WHAT IS BEING ASKED.
Sum up the passage on metadata in two sentences.

In 1995, the Dublin Core Metadata Element Set identified 15 elements common to most types of digital information: contributor, coverage, creator, date, description, format, identifier, language, publisher, relation, rights, source, subject, title and type. Since then, metadata has become integral in virtually every digital system that handles content.
- Metadata provides additional information about other data.
- There are three kinds of metadata: descriptive, structural and administrative.
- Metadata offers a company a level of control over what's seen when its content appears in search engine results and shared on social media and other enterprise programs.
A handful of studies have quantified how much time it takes employees to search for data — as much as two hours daily. This is where metadata can help. Global research firm Gartner defines metadata as “information that describes various facets of an information asset to improve its usability throughout its life cycle. It is metadata that turns information into an asset.” Harvard Law School likens metadata to an “electronic fingerprint” containing “identifying characteristics” that are hidden within a file.

Dataset records on object locations
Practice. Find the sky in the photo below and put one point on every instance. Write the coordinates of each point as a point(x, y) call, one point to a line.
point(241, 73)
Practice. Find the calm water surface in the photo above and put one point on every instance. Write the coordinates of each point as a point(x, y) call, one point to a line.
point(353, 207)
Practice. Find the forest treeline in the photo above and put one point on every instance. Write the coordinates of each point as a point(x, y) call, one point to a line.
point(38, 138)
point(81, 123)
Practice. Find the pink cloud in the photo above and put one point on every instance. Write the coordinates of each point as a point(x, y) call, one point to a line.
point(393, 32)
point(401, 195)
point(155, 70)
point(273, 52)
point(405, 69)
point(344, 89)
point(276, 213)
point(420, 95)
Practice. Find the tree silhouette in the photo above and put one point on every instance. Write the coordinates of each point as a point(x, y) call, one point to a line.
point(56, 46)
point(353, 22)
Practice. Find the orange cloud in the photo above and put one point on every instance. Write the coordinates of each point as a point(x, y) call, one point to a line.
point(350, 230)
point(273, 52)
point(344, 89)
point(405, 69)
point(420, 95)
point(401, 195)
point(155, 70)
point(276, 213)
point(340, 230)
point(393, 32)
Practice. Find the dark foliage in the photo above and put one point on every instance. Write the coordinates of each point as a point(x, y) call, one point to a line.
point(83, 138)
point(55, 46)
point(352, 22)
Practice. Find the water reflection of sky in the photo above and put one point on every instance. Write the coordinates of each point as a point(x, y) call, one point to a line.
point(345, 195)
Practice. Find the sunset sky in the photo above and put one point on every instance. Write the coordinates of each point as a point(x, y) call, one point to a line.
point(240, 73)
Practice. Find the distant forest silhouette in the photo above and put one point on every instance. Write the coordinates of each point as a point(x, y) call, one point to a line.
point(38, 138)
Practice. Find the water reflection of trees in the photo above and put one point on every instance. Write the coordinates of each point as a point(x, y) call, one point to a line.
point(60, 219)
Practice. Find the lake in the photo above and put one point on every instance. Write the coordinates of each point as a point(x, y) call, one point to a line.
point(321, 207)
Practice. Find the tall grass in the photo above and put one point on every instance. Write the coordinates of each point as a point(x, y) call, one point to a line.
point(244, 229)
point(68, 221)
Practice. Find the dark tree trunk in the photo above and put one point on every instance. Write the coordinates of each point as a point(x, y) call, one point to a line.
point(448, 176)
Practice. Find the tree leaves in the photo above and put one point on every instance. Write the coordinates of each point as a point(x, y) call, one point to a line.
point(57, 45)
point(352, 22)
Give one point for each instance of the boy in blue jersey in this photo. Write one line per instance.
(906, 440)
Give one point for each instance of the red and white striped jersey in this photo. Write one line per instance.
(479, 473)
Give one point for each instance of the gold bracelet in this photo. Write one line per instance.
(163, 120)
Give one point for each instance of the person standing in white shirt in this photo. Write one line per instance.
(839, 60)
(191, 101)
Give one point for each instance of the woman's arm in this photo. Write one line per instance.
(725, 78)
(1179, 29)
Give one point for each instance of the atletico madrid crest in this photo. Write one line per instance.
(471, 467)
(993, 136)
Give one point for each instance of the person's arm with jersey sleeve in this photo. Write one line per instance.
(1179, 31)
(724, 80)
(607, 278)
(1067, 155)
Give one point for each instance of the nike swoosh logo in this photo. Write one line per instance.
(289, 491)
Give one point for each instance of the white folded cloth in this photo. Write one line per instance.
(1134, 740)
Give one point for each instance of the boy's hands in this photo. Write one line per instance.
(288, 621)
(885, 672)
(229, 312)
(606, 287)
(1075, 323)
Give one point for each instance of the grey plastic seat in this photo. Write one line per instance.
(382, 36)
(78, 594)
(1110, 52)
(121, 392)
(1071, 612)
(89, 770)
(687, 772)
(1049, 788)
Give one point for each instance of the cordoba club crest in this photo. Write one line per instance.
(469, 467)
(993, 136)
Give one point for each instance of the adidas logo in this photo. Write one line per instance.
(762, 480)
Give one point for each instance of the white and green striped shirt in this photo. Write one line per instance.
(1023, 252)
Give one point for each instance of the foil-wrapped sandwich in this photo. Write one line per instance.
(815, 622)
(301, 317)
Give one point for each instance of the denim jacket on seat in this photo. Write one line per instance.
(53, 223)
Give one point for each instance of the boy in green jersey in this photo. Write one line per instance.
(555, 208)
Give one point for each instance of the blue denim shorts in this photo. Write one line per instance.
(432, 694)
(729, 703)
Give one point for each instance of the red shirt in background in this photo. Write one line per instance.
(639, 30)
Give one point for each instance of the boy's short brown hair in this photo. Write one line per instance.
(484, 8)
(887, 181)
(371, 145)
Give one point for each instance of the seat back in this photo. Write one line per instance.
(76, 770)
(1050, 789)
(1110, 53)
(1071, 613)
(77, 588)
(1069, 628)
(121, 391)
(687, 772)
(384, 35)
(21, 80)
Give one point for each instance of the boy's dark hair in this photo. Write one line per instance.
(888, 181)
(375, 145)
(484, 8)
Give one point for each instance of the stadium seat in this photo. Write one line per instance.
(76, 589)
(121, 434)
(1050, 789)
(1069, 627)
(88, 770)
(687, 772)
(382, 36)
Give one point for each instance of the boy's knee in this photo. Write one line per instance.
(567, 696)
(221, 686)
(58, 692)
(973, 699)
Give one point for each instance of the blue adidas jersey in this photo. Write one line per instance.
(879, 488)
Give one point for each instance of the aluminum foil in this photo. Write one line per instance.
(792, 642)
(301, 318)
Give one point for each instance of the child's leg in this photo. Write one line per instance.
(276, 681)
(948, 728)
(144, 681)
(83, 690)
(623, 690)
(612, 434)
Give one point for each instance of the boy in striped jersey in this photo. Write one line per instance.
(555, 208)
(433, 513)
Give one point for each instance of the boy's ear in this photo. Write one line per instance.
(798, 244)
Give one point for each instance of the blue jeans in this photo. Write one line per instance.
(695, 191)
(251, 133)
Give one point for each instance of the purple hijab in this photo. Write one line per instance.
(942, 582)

TASK ANSWER.
Metadata provides additional information about other data, comes in descriptive, structural and administrative kinds, and has become integral to virtually every digital system that handles content since the Dublin Core Metadata Element Set identified 15 common elements in 1995. It can help with the time employees spend searching for data, which some studies put at as much as two hours daily, and Gartner describes it as what turns information into an asset.